━━━━━ 記事本文 ━━━━━

親知らずを放置するとどんなリスクがある? 痛みや腫れ、費用など抜歯に関する疑問を歯科医が解説
痛みや腫れなどの症状がないとそのまま放置しがちな親知らずですが、実際のところ親知らずをそのまま残しておくとどんなリスクがあるのでしょうか? 親知らずを抜くタイミングや放置するリスク、抜歯に関する様々な疑問(痛みや腫れ、費用など)をあだち歯科クリニックの足立先生に聞きました。 [この記事は、Medical DOC医療アドバイザーにより医療情報の信憑性について確認後に公開しております]
親知らずを抜くのはどんな時?抜歯をすすめられるケースを歯科医が解説
編集部: 歯医者さんで親知らずの抜歯をすすめられるのは、具体的にどのような時でしょうか? 足立先生: 緊急性が高いのは、親知らずに痛みや腫れなどの症状がすでに出ているケースです。このようなケースは痛みや腫れの症状を取り除くために、抜歯が必要になります。 編集部: では、痛みや腫れの症状がない場合は抜かなくてもいいのでしょうか? 足立先生: 緊急性はやや下がりますが、将来的に腫れや痛みが起こる可能性が高いケースについても抜歯をおすすめしています。具体的には、親知らずが横向きや斜め向きに生えているケースや歯ぐきが被さっているケースです。 このような親知らずは周囲にプラークがたまりやすいうえ、歯ブラシの毛先も届きにくいことから、その時点は問題がなくてもこの先腫れや痛みの出るリスクが高くなります。 編集部: そのほかに、親知らずの抜歯をすすめられるケースはありますか? 足立先生: 優先順位は低いですが、親知らずを残すことで将来的に前歯の歯並びが悪くなる可能性がある場合も抜歯をおすすめしています。 とくに、矯正治療では治療後の「後戻り」の原因になりやすいため、歯並びに影響を及ぼす可能性のある親知らずについては、矯正治療の前後で抜歯を検討します。
抜いたほうがいい親知らずを放置すると、どんなリスクがある?

━━━━━ 用意したデータ ━━━━━

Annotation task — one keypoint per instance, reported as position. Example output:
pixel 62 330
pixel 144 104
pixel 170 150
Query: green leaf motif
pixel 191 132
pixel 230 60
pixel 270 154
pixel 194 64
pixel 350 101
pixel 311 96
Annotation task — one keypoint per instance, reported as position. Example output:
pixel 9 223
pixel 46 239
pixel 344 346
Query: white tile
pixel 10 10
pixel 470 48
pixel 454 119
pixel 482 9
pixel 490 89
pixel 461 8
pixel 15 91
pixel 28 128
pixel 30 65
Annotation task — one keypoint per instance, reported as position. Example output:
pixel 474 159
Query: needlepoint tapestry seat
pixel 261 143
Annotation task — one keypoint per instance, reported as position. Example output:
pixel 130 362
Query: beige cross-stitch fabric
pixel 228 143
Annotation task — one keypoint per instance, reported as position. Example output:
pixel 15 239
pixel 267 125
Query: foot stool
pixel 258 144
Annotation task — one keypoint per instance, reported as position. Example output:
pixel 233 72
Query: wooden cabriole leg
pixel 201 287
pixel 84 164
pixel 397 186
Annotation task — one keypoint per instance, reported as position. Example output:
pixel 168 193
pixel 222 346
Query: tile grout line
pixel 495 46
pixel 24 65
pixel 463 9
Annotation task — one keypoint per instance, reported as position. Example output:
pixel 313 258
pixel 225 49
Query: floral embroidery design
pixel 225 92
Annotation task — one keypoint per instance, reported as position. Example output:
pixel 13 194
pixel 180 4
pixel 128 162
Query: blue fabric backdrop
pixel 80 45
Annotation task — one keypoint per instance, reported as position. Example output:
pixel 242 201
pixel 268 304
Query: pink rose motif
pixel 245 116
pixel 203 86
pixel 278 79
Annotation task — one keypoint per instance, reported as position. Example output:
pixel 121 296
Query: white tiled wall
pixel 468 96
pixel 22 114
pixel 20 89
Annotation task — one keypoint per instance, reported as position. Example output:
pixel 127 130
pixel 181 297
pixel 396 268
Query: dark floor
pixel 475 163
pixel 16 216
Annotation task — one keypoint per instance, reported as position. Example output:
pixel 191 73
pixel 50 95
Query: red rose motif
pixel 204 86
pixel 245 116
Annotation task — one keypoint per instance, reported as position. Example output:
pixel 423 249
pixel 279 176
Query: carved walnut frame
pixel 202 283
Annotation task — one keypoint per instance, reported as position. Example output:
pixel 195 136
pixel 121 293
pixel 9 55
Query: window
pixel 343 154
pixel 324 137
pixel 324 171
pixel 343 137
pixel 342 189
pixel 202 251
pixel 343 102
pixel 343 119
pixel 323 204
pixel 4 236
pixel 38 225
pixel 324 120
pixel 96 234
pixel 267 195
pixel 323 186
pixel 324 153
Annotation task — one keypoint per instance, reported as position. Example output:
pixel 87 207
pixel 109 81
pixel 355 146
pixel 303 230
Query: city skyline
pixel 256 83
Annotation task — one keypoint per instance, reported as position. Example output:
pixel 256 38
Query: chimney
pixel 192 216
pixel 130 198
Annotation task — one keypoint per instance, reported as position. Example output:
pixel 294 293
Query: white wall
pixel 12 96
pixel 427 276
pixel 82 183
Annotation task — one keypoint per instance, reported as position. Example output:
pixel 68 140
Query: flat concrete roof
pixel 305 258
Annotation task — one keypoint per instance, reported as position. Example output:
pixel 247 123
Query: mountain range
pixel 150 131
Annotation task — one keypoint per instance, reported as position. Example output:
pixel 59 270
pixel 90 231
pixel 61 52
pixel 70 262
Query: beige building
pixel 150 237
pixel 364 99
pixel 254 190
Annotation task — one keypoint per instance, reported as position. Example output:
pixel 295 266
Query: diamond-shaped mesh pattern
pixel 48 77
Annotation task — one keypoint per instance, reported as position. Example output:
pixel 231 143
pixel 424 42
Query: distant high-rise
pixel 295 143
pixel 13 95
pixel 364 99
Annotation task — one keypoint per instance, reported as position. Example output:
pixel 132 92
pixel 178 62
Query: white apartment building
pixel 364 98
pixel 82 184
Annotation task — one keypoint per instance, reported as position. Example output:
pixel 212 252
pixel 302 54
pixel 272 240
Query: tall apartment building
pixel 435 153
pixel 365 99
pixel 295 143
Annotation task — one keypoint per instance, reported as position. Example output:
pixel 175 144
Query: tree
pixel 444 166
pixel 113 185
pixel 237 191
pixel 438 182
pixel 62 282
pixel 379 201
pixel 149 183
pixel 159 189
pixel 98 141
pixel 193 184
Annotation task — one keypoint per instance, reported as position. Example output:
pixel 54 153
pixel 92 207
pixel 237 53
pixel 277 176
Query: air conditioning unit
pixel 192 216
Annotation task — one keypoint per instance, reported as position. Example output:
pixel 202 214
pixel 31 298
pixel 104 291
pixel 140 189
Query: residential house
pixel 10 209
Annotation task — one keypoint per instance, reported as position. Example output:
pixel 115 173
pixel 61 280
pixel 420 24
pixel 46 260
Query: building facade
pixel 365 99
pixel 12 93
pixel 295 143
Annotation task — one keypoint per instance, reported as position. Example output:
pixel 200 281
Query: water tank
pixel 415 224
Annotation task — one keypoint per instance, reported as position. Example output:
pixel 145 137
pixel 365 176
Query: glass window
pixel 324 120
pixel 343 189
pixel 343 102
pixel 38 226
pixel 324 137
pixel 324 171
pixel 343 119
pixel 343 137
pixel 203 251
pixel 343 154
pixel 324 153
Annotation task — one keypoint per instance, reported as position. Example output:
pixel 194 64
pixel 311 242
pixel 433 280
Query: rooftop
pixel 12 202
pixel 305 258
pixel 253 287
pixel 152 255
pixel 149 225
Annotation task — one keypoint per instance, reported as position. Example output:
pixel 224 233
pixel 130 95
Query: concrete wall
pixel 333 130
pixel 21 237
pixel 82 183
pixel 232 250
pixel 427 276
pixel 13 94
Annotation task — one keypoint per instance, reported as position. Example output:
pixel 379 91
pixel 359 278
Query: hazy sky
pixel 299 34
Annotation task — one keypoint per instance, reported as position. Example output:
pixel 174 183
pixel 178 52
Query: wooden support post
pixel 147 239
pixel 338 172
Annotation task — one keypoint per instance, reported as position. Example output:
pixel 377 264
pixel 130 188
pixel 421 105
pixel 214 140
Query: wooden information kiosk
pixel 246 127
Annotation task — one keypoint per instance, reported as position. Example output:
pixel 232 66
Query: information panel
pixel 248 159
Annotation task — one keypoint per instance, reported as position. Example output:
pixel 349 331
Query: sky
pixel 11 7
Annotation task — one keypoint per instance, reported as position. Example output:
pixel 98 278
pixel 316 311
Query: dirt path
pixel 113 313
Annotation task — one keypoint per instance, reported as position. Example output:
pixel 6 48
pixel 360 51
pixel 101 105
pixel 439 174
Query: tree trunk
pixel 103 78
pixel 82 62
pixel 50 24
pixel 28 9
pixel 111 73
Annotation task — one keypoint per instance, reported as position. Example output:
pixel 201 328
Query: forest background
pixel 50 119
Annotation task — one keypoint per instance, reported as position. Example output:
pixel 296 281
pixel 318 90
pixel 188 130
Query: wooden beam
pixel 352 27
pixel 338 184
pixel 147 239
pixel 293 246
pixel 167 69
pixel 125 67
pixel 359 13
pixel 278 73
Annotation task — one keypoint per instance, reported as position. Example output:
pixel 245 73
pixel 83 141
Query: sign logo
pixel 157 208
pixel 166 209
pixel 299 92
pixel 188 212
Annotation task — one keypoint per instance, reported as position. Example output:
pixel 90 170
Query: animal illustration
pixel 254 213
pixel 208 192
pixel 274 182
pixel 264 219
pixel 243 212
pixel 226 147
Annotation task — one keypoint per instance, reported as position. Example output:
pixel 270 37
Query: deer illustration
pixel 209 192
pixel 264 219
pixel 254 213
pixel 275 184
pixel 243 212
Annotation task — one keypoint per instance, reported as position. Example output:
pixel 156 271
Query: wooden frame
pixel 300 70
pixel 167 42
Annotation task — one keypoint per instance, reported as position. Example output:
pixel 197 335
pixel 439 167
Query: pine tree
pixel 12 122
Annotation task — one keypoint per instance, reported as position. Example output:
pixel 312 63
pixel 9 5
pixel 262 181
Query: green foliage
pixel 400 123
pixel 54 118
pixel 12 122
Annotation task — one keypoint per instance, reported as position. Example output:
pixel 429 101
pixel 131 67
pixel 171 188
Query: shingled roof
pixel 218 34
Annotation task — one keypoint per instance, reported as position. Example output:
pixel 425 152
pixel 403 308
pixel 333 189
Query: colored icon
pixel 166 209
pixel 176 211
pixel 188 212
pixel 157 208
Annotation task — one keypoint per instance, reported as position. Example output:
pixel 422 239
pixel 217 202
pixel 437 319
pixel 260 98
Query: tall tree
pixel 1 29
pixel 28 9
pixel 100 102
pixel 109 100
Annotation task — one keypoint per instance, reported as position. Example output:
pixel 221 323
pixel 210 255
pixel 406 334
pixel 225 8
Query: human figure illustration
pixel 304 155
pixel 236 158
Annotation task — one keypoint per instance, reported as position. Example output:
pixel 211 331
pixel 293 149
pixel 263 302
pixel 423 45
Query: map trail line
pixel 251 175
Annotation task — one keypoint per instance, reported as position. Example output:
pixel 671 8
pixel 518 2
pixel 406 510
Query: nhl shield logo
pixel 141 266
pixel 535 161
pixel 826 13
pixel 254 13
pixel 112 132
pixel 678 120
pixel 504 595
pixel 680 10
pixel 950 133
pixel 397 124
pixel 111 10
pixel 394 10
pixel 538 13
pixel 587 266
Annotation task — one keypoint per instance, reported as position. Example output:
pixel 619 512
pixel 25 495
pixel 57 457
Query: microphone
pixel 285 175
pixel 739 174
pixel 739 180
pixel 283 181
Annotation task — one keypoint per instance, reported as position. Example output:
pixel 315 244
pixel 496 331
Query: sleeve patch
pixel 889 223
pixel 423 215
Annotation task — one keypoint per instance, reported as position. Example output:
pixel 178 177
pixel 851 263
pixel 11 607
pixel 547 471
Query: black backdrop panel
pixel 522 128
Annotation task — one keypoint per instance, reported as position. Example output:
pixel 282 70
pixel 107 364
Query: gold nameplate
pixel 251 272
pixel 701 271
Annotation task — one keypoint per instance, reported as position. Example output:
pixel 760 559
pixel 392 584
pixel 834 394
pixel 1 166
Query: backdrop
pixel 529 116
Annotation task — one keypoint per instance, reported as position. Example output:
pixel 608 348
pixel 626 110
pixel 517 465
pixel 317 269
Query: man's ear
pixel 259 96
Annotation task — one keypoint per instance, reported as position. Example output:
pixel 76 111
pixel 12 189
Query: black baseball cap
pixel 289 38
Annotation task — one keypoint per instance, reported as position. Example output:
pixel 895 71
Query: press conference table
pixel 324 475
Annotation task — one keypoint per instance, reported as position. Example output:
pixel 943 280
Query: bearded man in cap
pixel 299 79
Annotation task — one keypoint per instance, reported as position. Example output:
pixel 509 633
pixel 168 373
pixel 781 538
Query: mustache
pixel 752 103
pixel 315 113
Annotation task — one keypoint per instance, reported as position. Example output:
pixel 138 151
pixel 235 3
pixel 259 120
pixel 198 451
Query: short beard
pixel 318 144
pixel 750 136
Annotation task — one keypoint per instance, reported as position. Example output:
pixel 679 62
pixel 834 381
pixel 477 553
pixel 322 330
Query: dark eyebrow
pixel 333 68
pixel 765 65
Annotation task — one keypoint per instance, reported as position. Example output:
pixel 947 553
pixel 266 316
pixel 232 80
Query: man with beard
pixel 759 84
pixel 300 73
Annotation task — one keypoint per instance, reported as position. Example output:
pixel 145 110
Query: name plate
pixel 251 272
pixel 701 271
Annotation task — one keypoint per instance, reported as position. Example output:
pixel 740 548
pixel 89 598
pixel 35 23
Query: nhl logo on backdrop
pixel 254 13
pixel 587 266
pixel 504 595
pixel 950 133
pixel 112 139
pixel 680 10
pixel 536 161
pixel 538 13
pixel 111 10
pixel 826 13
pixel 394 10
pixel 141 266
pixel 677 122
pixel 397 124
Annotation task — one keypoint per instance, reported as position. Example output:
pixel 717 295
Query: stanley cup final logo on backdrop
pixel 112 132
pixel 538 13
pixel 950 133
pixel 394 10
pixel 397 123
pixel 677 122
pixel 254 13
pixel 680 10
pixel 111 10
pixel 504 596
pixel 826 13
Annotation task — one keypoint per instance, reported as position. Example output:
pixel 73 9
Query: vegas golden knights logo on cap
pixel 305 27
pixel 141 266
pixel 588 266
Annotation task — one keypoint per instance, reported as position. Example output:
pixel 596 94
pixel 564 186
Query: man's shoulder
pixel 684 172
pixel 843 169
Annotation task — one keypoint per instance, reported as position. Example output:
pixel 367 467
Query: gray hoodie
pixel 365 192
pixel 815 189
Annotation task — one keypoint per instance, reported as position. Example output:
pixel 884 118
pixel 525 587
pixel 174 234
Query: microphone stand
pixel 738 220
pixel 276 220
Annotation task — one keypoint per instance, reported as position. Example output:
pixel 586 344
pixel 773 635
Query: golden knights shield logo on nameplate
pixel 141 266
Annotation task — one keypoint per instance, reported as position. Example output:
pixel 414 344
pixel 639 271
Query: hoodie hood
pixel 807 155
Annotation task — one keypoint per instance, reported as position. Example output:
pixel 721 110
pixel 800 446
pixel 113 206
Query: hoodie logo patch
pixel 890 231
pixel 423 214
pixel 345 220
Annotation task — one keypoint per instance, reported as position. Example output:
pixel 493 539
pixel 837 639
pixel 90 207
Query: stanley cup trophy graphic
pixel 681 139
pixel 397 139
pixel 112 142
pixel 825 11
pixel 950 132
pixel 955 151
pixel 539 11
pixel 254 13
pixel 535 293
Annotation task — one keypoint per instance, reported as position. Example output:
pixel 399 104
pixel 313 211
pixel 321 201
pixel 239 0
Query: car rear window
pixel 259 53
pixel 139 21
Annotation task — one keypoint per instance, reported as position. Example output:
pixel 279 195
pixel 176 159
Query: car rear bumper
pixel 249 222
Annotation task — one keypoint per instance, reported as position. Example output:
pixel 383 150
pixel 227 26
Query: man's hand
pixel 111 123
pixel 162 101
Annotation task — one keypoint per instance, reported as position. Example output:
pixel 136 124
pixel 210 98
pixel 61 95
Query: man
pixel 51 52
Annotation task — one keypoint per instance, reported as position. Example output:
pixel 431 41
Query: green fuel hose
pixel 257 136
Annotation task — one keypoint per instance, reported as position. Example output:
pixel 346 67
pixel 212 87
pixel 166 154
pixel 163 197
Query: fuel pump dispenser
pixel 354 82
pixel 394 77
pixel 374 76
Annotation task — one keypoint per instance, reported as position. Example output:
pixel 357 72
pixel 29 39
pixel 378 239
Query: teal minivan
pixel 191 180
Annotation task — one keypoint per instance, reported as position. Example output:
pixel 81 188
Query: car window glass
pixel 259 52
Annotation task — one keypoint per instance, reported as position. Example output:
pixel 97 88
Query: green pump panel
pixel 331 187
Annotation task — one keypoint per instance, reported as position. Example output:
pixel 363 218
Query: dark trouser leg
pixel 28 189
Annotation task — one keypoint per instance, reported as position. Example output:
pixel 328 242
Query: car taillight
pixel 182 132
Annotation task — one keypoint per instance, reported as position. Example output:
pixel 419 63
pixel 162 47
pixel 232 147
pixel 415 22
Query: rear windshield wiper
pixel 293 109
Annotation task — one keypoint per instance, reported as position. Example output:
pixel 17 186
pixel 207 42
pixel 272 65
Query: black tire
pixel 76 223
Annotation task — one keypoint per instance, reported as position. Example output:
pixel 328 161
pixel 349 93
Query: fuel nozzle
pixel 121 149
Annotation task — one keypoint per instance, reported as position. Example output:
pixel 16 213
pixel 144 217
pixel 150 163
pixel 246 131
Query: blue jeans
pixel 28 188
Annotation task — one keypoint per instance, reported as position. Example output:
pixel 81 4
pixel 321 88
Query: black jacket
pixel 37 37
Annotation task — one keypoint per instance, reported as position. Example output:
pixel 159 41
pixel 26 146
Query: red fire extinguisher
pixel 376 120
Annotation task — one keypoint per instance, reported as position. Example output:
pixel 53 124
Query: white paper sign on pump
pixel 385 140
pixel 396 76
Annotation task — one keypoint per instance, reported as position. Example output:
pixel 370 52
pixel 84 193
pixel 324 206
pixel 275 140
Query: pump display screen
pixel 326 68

━━━━━

取り組む内容:
(a) 親知らずの記事で、足立先生が抜歯をすすめるとしているケースをすべて挙げてください。
(b) 親知らずの記事によると、矯正治療では親知らずは治療後の何の原因になりやすいですか。
(c) 親知らずの記事の続きを、最後の見出しのすぐあとから書いてください。

各問の答え:
(a)
・親知らずに痛みや腫れなどの症状がすでに出ているケース
・親知らずが横向きや斜め向きに生えているケース
・親知らずに歯ぐきが被さっているケース
・親知らずを残すことで、将来的に前歯の歯並びが悪くなる可能性がある場合

(b) 治療後の「後戻り」の原因になりやすいです。

(c)
編集部: 歯医者さんで「抜いたほうがいい」といわれた親知らずをそのまま放置すると、どのようなリスクがあるのでしょうか? 足立先生: 抜いたほうがいい親知らずをそのまま残すということは、お口の中に細菌が多い状態が維持されることにほかなりません。なぜなら、親知らず周囲は毎日しっかり磨いているつもりでも、構造的にどうしてもプラークが残ってしまうためです。 この状態が長く続くと、親知らず周囲の腫れや痛みのほかに、親知らずの1つ手前の永久歯もむし歯・歯周病になるリスクが高くなります。 編集部: 親知らずの周囲が細菌の温床となって、それが口内に様々な悪影響を及ぼしてしまうのですね。 足立先生: はい。ただ、誤解してほしくないのが、これらは親知らずそのものが悪いわけでなく、大元の原因は口の中の細菌だということです。親知らずの生え方が少し悪くてもプラークコントロールが良好であればあまりトラブルは生じません。 細菌が多い状態が継続すると、歯ブラシで磨きにくい親知らず周囲に感染が生じて痛んだり腫れたりします。つまり、親知らず周囲のトラブルの原因は口の中の細菌が感染することです。 歯磨きでのプラークコントロールで少しでも細菌の量が少ない状態を維持することが大切です。